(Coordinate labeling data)
------------------------------------------------------------

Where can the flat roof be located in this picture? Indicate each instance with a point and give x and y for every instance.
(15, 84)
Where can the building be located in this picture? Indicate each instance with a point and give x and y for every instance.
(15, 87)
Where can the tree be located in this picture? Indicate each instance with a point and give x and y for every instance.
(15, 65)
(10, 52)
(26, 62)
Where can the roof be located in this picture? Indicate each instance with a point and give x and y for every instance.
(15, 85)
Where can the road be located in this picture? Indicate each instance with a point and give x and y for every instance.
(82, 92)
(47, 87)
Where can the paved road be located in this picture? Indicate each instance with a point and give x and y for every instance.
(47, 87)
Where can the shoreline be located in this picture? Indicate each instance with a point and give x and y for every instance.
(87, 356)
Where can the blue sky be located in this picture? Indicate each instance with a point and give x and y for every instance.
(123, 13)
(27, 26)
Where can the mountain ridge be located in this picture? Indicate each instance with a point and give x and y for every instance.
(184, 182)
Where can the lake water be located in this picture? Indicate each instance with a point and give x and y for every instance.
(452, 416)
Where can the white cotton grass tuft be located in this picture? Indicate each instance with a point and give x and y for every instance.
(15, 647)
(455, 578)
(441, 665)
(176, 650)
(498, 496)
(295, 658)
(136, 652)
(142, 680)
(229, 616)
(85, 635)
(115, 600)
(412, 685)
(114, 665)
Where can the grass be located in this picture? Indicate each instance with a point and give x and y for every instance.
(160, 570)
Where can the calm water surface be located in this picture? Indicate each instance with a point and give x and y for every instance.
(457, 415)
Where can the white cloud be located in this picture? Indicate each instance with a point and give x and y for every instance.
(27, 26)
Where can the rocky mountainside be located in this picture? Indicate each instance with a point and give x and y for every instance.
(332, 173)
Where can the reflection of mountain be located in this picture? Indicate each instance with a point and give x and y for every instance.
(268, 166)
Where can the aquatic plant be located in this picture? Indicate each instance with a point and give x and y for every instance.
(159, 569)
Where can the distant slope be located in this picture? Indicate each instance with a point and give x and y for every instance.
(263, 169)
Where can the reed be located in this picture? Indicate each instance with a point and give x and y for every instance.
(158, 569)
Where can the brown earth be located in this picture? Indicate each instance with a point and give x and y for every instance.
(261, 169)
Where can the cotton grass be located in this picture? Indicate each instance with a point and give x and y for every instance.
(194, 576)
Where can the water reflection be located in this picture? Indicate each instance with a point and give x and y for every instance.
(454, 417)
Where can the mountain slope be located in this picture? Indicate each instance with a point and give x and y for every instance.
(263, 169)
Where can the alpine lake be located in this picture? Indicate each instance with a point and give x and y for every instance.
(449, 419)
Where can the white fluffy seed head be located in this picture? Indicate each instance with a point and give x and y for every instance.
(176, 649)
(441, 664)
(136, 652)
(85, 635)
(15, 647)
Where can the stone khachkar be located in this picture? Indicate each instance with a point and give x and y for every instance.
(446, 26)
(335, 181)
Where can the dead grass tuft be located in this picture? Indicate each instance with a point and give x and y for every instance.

------------------------------------------------------------

▶ **Written instruction**
Copy out every line of the data above, exactly as given.

▶ **Solution below**
Where can the flat roof be located in this picture? Indicate each instance with a point and give x and y for every instance.
(15, 84)
Where can the building be located in this picture? Indicate each instance with a point and give x and y for every instance.
(15, 87)
Where can the tree be located in this picture? Indicate each instance with a point and give x and y for every instance.
(15, 65)
(10, 52)
(26, 62)
Where can the roof be located in this picture? Indicate each instance with a point and give x and y for every instance.
(15, 85)
Where can the road be located in this picture? Indicate each instance with a point and give x and y for every instance.
(82, 92)
(47, 87)
Where can the paved road be located in this picture? Indicate each instance with a point and give x and y for every instance.
(47, 87)
Where can the shoreline be located in this picture? Indicate each instance with a point and give x and y for every instance.
(87, 356)
Where can the blue sky be located in this picture? Indicate each instance with a point and give x and y for every instance.
(123, 13)
(27, 26)
Where can the mountain ridge be located in this picture? Indicate each instance with a point and give x and y for every instance.
(184, 182)
Where can the lake water be located in this picture? Indicate each instance with a point and give x and y for every instance.
(452, 416)
Where can the white cotton grass tuft be located in this picture? Indicate each instance with a point and give x and y for every instance.
(15, 647)
(455, 578)
(441, 665)
(176, 650)
(498, 496)
(295, 658)
(136, 652)
(142, 680)
(229, 616)
(85, 635)
(115, 600)
(412, 685)
(114, 665)
Where can the grass be located in this picture? Indicate each instance with a point and give x and y for every instance.
(160, 570)
Where can the calm water surface be located in this picture? Indicate each instance with a point and give x and y for every instance.
(457, 415)
Where can the white cloud be located in this picture? Indicate each instance with a point and give x and y for every instance.
(27, 26)
Where can the rocky mountainside be located in this picture? Indicate each instance with a point and give x and y for every instance.
(332, 173)
Where can the reflection of mountain be located in this picture? Indicate each instance with a point and give x and y for every instance.
(268, 166)
Where can the aquatic plant be located in this picture? Indicate each instance with a point and give x and y for every instance.
(159, 569)
Where can the distant slope be located in this picture? Indicate each instance with a point and give x and y for every instance.
(263, 169)
Where can the reed be located in this picture? Indicate each instance with a point and give x and y for every instance.
(158, 569)
Where can the brown earth be located in this picture? Indicate each instance with a point and give x and y for every instance.
(261, 169)
Where can the cotton grass be located in this picture? Indicate each instance with a point and give x and y for every instance.
(194, 576)
Where can the water reflection be located in this picture? Indicate each instance with a point and give x and y for every instance.
(454, 417)
Where can the mountain slope be located in this picture? Indicate each instance with a point and give x and y for every instance.
(263, 169)
Where can the alpine lake be located in this picture? Indicate each instance with a point and give x and y for every instance.
(449, 419)
Where can the white fluffy seed head be located in this picture? Indicate each instance with a point and give x and y for every instance.
(176, 649)
(441, 664)
(136, 652)
(85, 635)
(15, 647)
Where can the stone khachkar be located in this picture? Indicate each instance with a point and give x and y for every instance.
(446, 26)
(335, 181)
Where can the dead grass tuft be located in this picture? Indicate each instance with a point and give x and y for every instance.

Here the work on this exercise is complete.